**What you will do**:
Lines with the word "woodpecker" in them must be copied from the records below.

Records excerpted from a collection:
◇ ◇ ◇ ◇

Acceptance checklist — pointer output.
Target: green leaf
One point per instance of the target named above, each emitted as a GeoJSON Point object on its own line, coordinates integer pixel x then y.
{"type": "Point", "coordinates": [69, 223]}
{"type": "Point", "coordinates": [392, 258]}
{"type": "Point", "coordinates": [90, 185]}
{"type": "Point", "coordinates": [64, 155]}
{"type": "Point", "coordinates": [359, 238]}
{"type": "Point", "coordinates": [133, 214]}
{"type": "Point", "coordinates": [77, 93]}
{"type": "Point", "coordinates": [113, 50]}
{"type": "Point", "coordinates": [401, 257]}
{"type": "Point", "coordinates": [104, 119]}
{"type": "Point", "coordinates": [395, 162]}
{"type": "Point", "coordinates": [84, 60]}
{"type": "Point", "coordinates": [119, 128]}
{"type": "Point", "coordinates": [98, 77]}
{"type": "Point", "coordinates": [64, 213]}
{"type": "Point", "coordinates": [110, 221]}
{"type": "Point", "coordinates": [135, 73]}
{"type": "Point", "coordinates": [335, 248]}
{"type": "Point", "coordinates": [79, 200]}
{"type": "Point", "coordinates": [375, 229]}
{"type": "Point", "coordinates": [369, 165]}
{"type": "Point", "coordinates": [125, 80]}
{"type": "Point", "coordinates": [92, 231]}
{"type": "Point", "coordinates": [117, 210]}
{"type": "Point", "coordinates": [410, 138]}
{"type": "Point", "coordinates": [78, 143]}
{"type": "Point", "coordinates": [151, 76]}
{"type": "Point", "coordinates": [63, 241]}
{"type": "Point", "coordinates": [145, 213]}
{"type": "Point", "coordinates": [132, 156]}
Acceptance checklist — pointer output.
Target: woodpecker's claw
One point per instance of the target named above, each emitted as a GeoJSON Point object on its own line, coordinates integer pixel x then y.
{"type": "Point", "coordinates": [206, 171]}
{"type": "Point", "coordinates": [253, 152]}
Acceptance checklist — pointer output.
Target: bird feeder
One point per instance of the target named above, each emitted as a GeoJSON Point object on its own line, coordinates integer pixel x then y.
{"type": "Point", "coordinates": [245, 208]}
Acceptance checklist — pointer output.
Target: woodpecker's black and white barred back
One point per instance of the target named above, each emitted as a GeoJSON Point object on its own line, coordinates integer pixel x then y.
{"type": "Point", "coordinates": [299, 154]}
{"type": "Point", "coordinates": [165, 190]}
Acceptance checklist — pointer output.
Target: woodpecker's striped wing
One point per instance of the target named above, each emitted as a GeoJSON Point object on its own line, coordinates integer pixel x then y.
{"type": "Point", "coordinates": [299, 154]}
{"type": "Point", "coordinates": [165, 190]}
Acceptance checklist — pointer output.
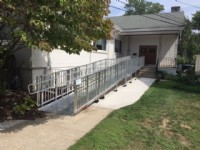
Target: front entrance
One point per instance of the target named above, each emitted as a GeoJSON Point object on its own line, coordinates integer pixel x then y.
{"type": "Point", "coordinates": [150, 54]}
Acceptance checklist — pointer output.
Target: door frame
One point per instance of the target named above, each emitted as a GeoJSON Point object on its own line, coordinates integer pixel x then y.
{"type": "Point", "coordinates": [148, 54]}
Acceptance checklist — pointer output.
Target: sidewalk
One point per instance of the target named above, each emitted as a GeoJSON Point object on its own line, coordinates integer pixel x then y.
{"type": "Point", "coordinates": [60, 132]}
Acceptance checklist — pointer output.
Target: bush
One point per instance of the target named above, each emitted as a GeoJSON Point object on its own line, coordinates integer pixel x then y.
{"type": "Point", "coordinates": [25, 107]}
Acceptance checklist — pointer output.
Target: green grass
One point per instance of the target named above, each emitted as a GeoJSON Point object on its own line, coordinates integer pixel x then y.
{"type": "Point", "coordinates": [166, 117]}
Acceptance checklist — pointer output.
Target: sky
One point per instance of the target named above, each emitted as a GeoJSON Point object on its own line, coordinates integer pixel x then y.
{"type": "Point", "coordinates": [188, 9]}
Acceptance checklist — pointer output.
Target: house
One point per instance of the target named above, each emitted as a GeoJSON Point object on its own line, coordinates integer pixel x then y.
{"type": "Point", "coordinates": [154, 36]}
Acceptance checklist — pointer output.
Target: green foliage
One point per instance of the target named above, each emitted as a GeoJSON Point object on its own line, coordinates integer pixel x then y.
{"type": "Point", "coordinates": [26, 106]}
{"type": "Point", "coordinates": [138, 7]}
{"type": "Point", "coordinates": [65, 24]}
{"type": "Point", "coordinates": [196, 21]}
{"type": "Point", "coordinates": [189, 44]}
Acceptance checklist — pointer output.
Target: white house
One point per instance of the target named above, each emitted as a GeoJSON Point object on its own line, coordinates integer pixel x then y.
{"type": "Point", "coordinates": [154, 36]}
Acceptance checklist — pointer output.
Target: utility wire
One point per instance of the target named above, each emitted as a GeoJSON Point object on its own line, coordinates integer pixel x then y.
{"type": "Point", "coordinates": [187, 4]}
{"type": "Point", "coordinates": [117, 8]}
{"type": "Point", "coordinates": [168, 18]}
{"type": "Point", "coordinates": [155, 14]}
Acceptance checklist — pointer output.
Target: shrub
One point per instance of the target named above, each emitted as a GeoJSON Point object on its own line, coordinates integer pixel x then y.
{"type": "Point", "coordinates": [26, 106]}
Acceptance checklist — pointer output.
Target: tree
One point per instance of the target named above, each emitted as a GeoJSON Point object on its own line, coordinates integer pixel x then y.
{"type": "Point", "coordinates": [189, 44]}
{"type": "Point", "coordinates": [65, 24]}
{"type": "Point", "coordinates": [137, 7]}
{"type": "Point", "coordinates": [196, 21]}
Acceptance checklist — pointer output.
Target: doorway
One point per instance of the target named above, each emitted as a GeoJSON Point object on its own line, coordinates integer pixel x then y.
{"type": "Point", "coordinates": [150, 54]}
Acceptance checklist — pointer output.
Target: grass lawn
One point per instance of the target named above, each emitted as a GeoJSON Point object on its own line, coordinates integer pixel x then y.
{"type": "Point", "coordinates": [166, 117]}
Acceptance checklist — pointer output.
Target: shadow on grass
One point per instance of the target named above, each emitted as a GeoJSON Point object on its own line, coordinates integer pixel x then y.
{"type": "Point", "coordinates": [178, 86]}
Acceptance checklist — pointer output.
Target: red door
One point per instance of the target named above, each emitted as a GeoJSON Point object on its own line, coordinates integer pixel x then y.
{"type": "Point", "coordinates": [150, 54]}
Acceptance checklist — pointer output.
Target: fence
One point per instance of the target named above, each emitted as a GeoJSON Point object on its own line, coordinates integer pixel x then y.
{"type": "Point", "coordinates": [197, 65]}
{"type": "Point", "coordinates": [53, 86]}
{"type": "Point", "coordinates": [167, 62]}
{"type": "Point", "coordinates": [91, 87]}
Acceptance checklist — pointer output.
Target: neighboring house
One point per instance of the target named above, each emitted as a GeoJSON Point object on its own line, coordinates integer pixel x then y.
{"type": "Point", "coordinates": [154, 36]}
{"type": "Point", "coordinates": [197, 65]}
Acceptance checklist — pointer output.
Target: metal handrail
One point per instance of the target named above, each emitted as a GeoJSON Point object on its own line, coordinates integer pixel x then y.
{"type": "Point", "coordinates": [61, 83]}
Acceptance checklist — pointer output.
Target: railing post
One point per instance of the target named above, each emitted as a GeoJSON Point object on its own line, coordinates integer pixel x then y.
{"type": "Point", "coordinates": [87, 87]}
{"type": "Point", "coordinates": [75, 97]}
{"type": "Point", "coordinates": [38, 89]}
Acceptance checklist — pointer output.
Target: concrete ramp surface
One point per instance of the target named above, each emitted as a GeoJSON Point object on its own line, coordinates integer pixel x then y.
{"type": "Point", "coordinates": [59, 132]}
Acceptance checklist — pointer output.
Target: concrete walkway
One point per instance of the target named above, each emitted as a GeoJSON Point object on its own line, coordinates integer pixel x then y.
{"type": "Point", "coordinates": [59, 132]}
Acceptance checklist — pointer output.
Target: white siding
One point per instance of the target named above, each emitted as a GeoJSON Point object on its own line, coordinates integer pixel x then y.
{"type": "Point", "coordinates": [168, 51]}
{"type": "Point", "coordinates": [166, 47]}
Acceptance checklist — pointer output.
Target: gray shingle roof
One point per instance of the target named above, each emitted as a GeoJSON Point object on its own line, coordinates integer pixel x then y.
{"type": "Point", "coordinates": [149, 21]}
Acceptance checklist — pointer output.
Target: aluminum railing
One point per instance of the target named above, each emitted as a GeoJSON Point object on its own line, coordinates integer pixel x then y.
{"type": "Point", "coordinates": [92, 87]}
{"type": "Point", "coordinates": [53, 86]}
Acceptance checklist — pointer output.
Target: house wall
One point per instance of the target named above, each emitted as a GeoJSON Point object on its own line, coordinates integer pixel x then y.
{"type": "Point", "coordinates": [197, 65]}
{"type": "Point", "coordinates": [24, 63]}
{"type": "Point", "coordinates": [166, 47]}
{"type": "Point", "coordinates": [36, 62]}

◇ ◇ ◇ ◇

**Exercise solution**:
Target: woodpecker's claw
Target: woodpecker's black and white barred back
Target: woodpecker's striped wing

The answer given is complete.